Zorunlu Görev A
Kaynak metne dayanarak şu soruları cevaplayın:
(i) Savaşta kaç milyon insan öldü?
(ii) Tarihçiler bu savaşı nasıl tanımlayacaklardı?
(iii) Diktatöre dönüşen kişi ne olmak için çalışıyordu?
Zorunlu Görev B
Kaynak metinde "Dünyayı kasıp kavuran bir" sözcüklerinin geçtiği yerden başlayın, "güce nasıl ulaşabilirdi?" sözcüklerinden sonra durun ve bu bölümü kelimesi kelimesine aktarın.

Kaynak

####

Dünyayı kasıp kavuran bir savaş, 70 milyon insanın ölümü, kanlı bir iktidar… Güçler ayrılığını yok sayan 20. Yüzyılın en tanınan diktatörü nasıl yükseldi?

İnsanoğlu var olduğu günden beri şiddet, savaş hiçbir zaman son bulmadı. Her şeyin olduğu gibi bu savaşların da bir nedeni vardı. Kimi zaman bir parça toprak, kimi zaman bir su idi mesele fakat dünya öyle bir savaşa tanıklık etti ki tarihçiler bu savaşı “insanlık tarihinin en kanlı savaşı” olarak tanımlayacaklardı. Tüm dünyayı kasıp kavuran Avusturya-Macaristan İmparatorluğu’nda basit bir çocuk olarak dünyaya gelip, ressam olmak için çalışan biri nasıl olurda birdenbire 70 milyon insanın öldüğü tüm dünyayı yerinden oynatan bir diktatöre dönüşebilir dahası savaşın tek sorumlusu olacak güce nasıl ulaşabilirdi?

####

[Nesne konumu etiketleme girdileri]
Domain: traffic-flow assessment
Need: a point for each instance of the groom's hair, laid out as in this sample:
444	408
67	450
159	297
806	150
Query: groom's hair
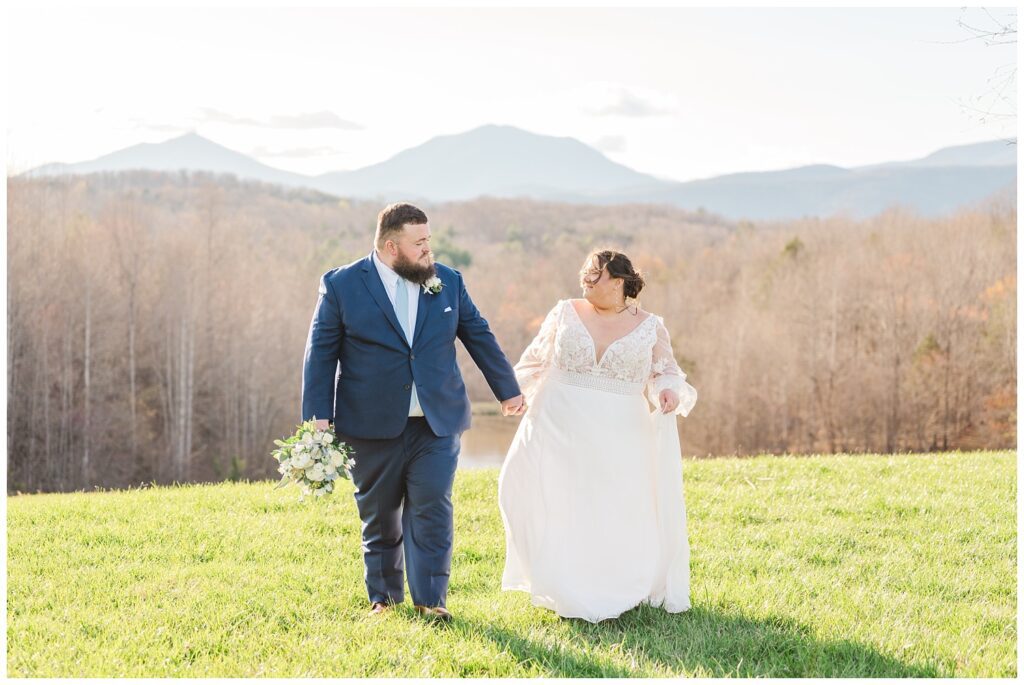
393	218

####

Yazılı Cevap A
(i) 70 milyon insan öldü.
(ii) Tarihçiler bu savaşı "insanlık tarihinin en kanlı savaşı" olarak tanımlayacaklardı.
(iii) Ressam olmak için çalışıyordu.

Yazılı Cevap B
Dünyayı kasıp kavuran bir savaş, 70 milyon insanın ölümü, kanlı bir iktidar… Güçler ayrılığını yok sayan 20. Yüzyılın en tanınan diktatörü nasıl yükseldi?

İnsanoğlu var olduğu günden beri şiddet, savaş hiçbir zaman son bulmadı. Her şeyin olduğu gibi bu savaşların da bir nedeni vardı. Kimi zaman bir parça toprak, kimi zaman bir su idi mesele fakat dünya öyle bir savaşa tanıklık etti ki tarihçiler bu savaşı “insanlık tarihinin en kanlı savaşı” olarak tanımlayacaklardı. Tüm dünyayı kasıp kavuran Avusturya-Macaristan İmparatorluğu’nda basit bir çocuk olarak dünyaya gelip, ressam olmak için çalışan biri nasıl olurda birdenbire 70 milyon insanın öldüğü tüm dünyayı yerinden oynatan bir diktatöre dönüşebilir dahası savaşın tek sorumlusu olacak güce nasıl ulaşabilirdi?